• Brief 1
Name every field that the Chris Moraes profile says his research and technical expertise lie between.
• Brief 2
Answer each question from the Chris Moraes profile:
(a) At which university did he earn his PhD?
(b) Which fellowships did he hold at the University of Michigan's Biointerfaces Institute?
(c) Which program does he serve as Director for?
• Brief 3
Extend the Chris Moraes profile past its final sentence.

• Passage provided
· · · · ·
Presenter Dr. Chris Moraes
Chris Moraes is currently a Canada Research Chair in Advanced Cellular Microenvironments, and Associate Professor in McGill’s Department of Chemical Engineering, with cross-appointments in the Faculty of Medicine, and the Goodman Cancer Institute. He trained in nanoengineering (B.A.Sc) and mechanical and biomedical engineering (PhD) at the University of Toronto, before holding NSERC / Howard Alper Banting Postdoctoral fellowships at the University of Michigan’s Biointerfaces Institute. His research and technical expertise lie at the interface between microfabricated cell culture systems, biomaterials design, advanced imaging technologies, and computational modelling; and he is particularly curious about the role microenvironmental biomechanical forces play in driving disease and development. Recent honours include the McGill Principal’s Prizes for both Outstanding Emerging Researcher, and for Excellence in Teaching; and the Sir Harcourt Caughey Award for visiting scholars at the University of Auckland during his recent sabbatical. Outside of research, Chris serves as the McGill Ombudsperson for Students, and Director for the Shad campus summer outreach program.
· · · · ·
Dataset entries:
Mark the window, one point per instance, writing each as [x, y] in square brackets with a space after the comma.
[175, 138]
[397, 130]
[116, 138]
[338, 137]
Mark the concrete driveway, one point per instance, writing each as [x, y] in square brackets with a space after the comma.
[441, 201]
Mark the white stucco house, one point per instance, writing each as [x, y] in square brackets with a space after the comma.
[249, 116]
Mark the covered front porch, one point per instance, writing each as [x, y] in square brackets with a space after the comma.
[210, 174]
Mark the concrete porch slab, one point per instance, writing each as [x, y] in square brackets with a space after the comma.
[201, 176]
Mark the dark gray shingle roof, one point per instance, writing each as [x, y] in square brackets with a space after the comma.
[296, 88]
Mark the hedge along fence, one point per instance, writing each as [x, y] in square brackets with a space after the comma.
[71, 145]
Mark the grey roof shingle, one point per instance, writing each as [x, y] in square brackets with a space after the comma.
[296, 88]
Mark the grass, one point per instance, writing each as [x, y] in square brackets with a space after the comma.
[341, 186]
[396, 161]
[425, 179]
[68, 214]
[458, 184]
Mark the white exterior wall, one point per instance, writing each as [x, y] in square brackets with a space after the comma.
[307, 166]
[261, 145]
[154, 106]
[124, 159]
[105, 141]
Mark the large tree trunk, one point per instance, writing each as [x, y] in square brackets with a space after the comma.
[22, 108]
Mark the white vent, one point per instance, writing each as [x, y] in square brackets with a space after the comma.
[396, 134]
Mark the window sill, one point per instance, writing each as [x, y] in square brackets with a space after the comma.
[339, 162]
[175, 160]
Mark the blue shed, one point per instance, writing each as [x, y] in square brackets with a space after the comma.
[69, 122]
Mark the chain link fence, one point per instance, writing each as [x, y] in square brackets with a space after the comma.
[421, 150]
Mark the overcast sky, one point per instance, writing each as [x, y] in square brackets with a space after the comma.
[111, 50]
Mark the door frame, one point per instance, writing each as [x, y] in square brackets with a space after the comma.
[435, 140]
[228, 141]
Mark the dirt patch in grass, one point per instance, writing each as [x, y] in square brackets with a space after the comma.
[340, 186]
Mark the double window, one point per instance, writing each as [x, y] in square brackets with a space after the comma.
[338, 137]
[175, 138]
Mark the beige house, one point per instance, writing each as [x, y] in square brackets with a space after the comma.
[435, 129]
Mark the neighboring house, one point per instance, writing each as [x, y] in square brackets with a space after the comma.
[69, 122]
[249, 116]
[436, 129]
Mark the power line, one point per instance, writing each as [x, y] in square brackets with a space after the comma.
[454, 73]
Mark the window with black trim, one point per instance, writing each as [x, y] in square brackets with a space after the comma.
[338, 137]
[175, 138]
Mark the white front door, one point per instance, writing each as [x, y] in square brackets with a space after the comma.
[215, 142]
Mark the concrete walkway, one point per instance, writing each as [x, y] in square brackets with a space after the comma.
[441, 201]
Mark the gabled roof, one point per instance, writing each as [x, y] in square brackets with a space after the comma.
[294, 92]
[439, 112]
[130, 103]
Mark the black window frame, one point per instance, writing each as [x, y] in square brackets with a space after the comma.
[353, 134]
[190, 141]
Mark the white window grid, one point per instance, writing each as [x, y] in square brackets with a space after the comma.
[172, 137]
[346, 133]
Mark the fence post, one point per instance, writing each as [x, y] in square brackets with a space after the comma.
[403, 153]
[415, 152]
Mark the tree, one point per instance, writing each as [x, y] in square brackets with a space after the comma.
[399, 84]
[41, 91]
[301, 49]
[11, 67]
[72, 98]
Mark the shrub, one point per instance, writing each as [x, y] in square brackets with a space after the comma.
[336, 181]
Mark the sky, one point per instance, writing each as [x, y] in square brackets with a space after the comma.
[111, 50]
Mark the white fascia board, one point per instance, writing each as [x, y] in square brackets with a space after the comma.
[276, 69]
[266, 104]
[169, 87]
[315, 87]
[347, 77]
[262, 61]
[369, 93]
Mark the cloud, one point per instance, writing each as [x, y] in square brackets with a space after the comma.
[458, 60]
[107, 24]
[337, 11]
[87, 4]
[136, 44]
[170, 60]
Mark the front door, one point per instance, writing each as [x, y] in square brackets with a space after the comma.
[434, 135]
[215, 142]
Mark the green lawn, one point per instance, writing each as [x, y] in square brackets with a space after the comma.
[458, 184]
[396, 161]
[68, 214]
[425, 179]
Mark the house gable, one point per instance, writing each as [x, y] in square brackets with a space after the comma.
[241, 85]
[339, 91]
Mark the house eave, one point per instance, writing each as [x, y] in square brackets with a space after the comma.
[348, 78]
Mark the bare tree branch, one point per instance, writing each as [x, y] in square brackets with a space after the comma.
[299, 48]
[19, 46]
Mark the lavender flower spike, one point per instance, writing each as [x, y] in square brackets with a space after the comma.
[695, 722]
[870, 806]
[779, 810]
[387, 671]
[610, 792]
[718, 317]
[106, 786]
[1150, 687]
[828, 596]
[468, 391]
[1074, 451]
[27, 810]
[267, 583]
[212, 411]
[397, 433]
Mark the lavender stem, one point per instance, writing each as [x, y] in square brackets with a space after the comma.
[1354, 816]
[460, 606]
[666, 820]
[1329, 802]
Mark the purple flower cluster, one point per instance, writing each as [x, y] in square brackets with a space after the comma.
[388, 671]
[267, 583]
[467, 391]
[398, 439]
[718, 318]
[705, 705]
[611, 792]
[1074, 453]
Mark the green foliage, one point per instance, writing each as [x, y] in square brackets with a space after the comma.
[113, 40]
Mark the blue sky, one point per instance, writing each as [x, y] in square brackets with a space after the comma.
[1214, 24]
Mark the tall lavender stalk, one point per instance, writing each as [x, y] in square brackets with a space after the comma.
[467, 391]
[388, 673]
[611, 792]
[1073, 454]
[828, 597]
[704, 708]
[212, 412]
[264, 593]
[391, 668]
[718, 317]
· · · · ·
• Written answer 1
Microfabricated cell culture systems
Biomaterials design
Advanced imaging technologies
Computational modelling

• Written answer 2
(a) The University of Toronto
(b) NSERC / Howard Alper Banting Postdoctoral fellowships
(c) The Shad campus summer outreach program

• Written answer 3
Abstract
The process by which we grow from homogenous embryos into functional tissues and organs is a manufacturing marvel. Mechanical forces must play a central role in tissue formation during development, and in tissue disruption during disease; but the tools to measure, manipulate, and recreate these potent stimuli have lagged far behind the explosive growth of molecular biology techniques. We engineer realistic microscale tissues “on-a-chip” using a variety of microfabrication, biomaterials, and computational approaches, to (1) watch the co-evolution of mechanics and biology, and (2) use these insights to develop new tissue engineering strategies, therapeutic approaches, and predictive diagnostics. Here, I will describe how this general approach has allowed us to identify actionable mechanical phenotypes that precede breast cancer progression, and how the engineering tools we have developed to do so are now being applied to creatively tune stem-cell derived organoid differentiation strategies.